[Point localization data]
Start of Block

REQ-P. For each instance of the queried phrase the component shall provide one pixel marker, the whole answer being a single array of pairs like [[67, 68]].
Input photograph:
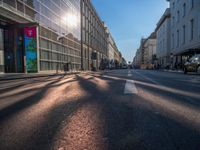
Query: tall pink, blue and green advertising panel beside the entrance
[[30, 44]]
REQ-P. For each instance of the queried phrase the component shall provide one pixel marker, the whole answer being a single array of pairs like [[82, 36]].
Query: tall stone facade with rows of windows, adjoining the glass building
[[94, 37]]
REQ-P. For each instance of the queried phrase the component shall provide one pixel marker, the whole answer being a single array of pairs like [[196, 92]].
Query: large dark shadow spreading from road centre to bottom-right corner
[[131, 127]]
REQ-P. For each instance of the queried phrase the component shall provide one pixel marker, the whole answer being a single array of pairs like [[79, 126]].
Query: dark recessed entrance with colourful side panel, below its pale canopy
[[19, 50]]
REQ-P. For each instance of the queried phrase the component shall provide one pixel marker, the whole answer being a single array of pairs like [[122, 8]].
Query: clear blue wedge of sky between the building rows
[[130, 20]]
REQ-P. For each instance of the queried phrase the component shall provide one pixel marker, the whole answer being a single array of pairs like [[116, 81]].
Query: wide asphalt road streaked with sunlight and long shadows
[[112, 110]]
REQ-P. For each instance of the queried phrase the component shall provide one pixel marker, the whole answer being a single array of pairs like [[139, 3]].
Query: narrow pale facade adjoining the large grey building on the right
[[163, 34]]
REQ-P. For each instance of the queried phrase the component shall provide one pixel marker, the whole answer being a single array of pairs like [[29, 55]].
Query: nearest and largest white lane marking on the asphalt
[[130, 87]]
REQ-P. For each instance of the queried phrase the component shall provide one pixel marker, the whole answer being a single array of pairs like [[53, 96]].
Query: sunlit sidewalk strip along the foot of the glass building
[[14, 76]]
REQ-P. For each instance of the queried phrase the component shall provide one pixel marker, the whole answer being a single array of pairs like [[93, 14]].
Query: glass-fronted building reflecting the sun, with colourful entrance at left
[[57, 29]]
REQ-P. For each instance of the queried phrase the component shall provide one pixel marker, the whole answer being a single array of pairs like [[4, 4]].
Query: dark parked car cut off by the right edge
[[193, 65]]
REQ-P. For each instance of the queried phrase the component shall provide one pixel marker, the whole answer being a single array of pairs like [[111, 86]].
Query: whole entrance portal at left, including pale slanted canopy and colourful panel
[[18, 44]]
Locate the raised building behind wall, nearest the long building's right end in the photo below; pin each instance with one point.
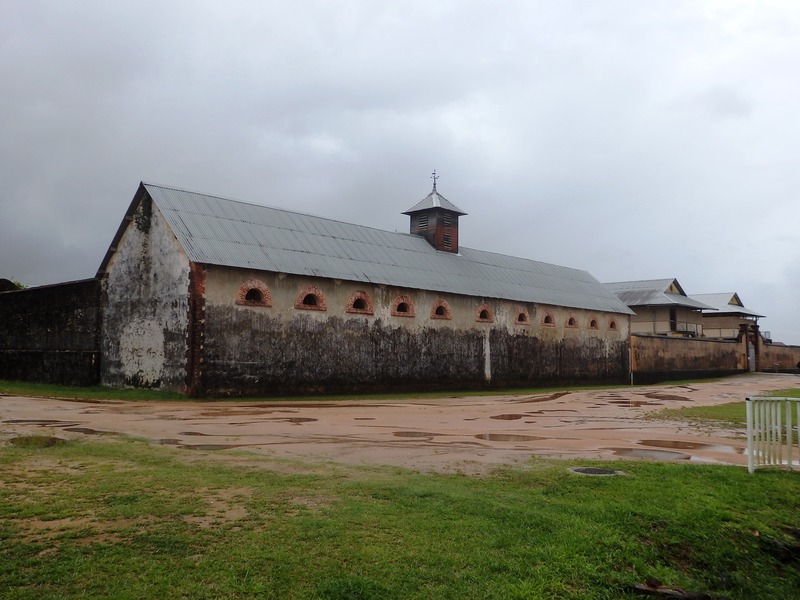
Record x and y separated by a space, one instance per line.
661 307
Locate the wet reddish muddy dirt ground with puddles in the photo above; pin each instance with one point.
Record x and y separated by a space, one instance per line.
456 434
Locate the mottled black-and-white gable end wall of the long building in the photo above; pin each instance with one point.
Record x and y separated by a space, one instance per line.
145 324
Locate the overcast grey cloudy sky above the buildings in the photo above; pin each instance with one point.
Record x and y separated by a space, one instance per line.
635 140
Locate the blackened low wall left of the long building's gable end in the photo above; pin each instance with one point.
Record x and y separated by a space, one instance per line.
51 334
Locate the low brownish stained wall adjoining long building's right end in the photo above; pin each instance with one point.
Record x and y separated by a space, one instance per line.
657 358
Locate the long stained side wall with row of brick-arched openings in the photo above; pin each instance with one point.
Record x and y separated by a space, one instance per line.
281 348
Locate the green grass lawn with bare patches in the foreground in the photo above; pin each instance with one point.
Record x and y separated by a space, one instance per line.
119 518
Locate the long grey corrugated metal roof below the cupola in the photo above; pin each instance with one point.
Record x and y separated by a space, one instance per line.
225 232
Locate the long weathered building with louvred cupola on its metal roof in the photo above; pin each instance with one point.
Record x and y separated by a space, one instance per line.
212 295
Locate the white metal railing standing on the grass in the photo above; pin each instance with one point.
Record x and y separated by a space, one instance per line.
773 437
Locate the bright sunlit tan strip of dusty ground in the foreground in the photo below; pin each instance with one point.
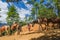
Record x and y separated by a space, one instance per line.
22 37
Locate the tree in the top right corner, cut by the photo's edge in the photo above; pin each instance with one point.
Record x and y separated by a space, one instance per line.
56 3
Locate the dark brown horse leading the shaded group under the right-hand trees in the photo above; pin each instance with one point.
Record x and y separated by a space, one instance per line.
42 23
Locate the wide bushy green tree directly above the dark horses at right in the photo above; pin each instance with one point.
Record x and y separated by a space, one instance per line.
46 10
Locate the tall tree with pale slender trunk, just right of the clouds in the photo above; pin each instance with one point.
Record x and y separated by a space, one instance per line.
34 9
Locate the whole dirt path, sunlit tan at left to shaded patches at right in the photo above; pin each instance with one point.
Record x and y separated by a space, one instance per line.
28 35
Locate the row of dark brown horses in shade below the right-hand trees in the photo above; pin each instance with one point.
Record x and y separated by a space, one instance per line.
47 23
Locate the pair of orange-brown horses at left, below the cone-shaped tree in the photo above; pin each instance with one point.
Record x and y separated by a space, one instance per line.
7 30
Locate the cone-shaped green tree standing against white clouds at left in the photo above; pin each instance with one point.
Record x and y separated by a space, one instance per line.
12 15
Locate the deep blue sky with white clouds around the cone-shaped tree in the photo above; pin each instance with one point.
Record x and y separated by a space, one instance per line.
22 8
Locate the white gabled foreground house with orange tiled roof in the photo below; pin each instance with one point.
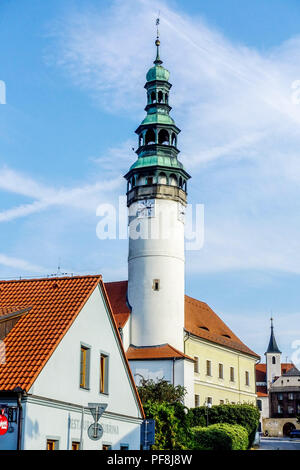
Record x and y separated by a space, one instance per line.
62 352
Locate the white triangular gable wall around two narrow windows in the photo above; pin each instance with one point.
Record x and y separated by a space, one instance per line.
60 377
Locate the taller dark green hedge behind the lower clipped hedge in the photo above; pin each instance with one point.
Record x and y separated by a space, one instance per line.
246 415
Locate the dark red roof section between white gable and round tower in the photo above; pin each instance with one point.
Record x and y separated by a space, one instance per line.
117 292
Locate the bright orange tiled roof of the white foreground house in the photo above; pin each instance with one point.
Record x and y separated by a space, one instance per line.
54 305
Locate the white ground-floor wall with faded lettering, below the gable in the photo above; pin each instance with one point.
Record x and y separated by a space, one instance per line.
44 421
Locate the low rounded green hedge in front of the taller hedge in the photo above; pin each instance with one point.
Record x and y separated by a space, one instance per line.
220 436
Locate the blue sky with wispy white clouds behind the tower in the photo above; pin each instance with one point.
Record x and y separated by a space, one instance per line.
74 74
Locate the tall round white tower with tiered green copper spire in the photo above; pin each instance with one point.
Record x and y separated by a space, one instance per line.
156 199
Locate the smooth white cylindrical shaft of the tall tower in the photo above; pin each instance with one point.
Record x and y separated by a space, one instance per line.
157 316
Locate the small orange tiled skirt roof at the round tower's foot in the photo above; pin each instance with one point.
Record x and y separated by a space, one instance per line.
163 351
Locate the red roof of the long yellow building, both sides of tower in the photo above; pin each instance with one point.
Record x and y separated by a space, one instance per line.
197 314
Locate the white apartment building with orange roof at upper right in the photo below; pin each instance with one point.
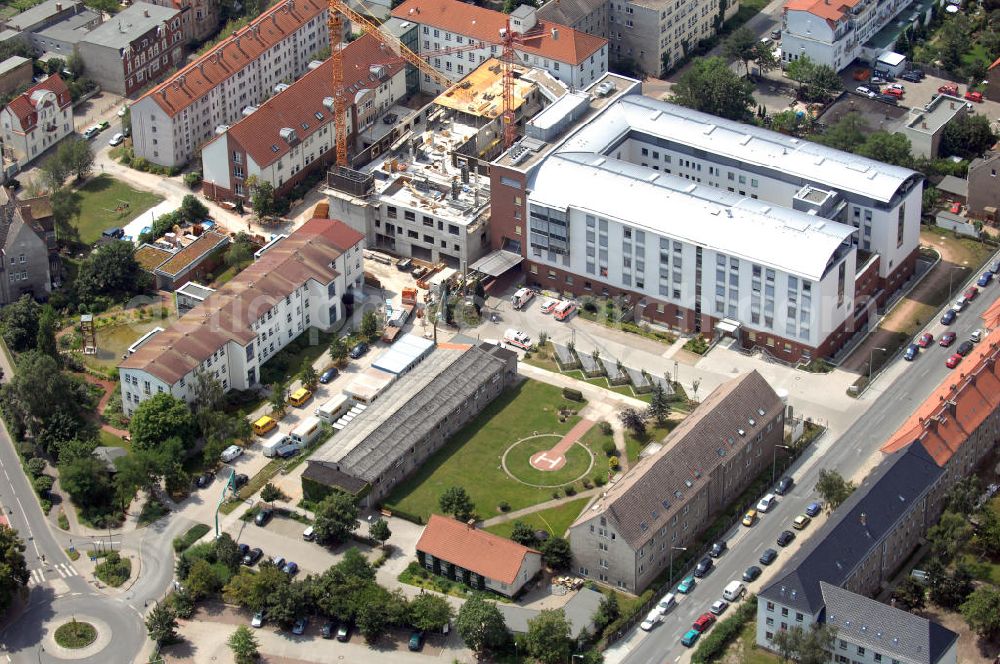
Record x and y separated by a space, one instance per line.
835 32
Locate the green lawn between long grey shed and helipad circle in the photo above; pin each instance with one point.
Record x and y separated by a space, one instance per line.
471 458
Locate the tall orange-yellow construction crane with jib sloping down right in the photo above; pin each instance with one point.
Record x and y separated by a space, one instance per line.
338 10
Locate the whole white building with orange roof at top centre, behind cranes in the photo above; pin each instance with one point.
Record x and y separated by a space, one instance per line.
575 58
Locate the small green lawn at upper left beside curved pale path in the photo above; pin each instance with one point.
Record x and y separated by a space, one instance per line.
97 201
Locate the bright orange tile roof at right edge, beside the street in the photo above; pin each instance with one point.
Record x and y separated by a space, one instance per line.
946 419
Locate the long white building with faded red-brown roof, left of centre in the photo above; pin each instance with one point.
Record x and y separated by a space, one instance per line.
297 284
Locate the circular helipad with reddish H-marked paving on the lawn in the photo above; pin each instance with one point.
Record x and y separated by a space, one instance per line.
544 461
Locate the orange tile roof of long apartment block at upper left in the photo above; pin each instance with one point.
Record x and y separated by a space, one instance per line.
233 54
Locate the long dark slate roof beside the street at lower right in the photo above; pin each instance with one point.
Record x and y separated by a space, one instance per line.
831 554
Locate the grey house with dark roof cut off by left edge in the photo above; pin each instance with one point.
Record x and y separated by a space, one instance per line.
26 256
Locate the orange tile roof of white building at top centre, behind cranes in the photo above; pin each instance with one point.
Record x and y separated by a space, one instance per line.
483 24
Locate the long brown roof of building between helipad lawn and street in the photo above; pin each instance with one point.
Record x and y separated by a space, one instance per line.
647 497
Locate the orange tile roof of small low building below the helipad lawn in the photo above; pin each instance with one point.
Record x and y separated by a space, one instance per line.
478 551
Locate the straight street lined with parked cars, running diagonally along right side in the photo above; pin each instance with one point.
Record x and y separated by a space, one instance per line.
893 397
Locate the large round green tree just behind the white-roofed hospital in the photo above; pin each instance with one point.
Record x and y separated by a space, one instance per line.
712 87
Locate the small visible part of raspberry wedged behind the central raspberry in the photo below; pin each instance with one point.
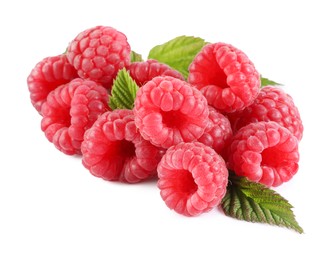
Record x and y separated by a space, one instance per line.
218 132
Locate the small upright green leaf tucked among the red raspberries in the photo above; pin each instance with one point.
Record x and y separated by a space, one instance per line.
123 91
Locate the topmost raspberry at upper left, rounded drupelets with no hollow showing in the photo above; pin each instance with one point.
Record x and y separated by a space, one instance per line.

End of Block

_Work instruction_.
"like [[139, 3]]." marks the first line to copy, and "Locate the overcast" marks the last. Repeat that stretch above exactly, with no pictures.

_Solved problem_.
REQ-P. For each instance of the queried phrase the component shall provide one pixel marker, the whole answer being a single array of pairs like [[139, 3]].
Query: narrow pale facade adjoining the large grey building on the right
[[163, 34]]
REQ-P. For each instance of the queried phrase the component shall provide one pixel marker, the whole answer being a single array of pairs like [[29, 55]].
Query: nearest and largest white lane marking on the asphalt
[[130, 87]]
REQ-P. For each instance of the queried phrase the component shall provide one pixel marker, the whole answer being a single array of pairs like [[53, 96]].
Query: sunlit sidewalk strip along the foot of the glass building
[[14, 76]]
REQ-P. For each instance of the queried phrase the component shall provide one pixel marker, the whole answer being a single array of pairs like [[93, 14]].
Query: glass-fronted building reflecting the sun, with colourful entrance at left
[[57, 29]]
REQ-P. For each instance of the queried phrase the component shall provide one pixel marker, the whole answer being a single array of pairs like [[4, 4]].
Query: dark parked car cut off by the right edge
[[193, 65]]
REQ-P. For each instance of the queried phrase the component shall provide one pixel marker, the whole answer being a single array of pairs like [[111, 86]].
Query: whole entrance portal at left, including pale slanted canopy and colourful panel
[[18, 44]]
Locate the raised building behind wall, nearest the long building's right end in the photo below; pin each instance with one point.
Record x and y separated by a space, one instance per line.
661 307
Locate the wet reddish muddy dirt ground with puddles in the photo above; pin each instance with one point.
Record x and y separated by a space, one instance per line.
456 434
Locate the mottled black-and-white gable end wall of the long building in the photo above; pin each instance with one point.
Record x and y separated by a space, one instance per line.
145 324
Locate the overcast grey cloudy sky above the buildings in the photo above; pin each instance with one point.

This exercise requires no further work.